Records from a data collection
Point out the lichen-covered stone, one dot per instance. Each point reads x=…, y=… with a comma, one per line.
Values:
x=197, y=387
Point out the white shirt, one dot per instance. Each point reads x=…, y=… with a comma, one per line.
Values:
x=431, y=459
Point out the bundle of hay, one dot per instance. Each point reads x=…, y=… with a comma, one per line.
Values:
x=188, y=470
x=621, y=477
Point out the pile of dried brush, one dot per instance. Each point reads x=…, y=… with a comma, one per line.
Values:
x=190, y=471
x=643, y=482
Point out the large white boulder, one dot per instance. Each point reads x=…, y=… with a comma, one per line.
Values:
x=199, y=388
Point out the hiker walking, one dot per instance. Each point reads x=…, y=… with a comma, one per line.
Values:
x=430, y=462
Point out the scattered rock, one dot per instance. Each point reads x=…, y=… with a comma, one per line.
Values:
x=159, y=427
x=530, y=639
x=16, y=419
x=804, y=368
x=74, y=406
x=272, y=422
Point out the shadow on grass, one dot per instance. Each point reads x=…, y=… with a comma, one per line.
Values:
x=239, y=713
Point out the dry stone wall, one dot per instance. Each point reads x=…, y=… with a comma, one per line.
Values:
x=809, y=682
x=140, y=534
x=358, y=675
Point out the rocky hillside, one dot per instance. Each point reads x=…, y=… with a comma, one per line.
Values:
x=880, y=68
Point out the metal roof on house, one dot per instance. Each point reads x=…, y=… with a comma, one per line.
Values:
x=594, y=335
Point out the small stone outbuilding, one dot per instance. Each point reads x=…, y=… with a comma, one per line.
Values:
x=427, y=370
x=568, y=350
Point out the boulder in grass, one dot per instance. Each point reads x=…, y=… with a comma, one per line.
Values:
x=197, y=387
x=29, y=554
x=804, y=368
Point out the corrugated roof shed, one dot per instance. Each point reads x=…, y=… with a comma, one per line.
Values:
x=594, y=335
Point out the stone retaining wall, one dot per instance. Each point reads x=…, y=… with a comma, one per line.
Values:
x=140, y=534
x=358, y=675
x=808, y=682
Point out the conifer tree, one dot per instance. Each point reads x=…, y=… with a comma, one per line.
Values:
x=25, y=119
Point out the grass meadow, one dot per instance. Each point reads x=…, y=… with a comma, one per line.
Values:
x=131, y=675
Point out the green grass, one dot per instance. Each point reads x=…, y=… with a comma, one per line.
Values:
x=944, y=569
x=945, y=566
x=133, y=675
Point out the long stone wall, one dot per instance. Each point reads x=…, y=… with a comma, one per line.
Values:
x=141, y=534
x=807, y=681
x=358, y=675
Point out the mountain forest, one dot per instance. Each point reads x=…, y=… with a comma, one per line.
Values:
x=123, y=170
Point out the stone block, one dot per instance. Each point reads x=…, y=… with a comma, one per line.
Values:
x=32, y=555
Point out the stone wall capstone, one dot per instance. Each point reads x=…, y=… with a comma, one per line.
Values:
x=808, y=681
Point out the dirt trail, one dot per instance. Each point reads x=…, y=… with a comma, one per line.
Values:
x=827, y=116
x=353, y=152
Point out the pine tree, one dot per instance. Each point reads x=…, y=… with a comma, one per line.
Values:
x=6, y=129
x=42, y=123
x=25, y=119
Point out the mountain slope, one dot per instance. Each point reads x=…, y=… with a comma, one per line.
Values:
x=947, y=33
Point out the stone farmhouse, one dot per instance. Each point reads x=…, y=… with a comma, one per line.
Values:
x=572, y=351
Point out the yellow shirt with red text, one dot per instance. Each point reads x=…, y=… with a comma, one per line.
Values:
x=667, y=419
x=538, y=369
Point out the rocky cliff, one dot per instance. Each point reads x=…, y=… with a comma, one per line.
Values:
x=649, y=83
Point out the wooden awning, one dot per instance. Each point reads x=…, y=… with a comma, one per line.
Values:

▶ _Exercise details_:
In the data above, find each line that uses the string "tree". Copy it.

▶ _Response to this exercise_:
Point out the conifer tree, one dot per instance. Each point reads x=…, y=… with a comma, one per line.
Point out the pine tree, one dot per instance. Each point reads x=…, y=… with a comma, one per line.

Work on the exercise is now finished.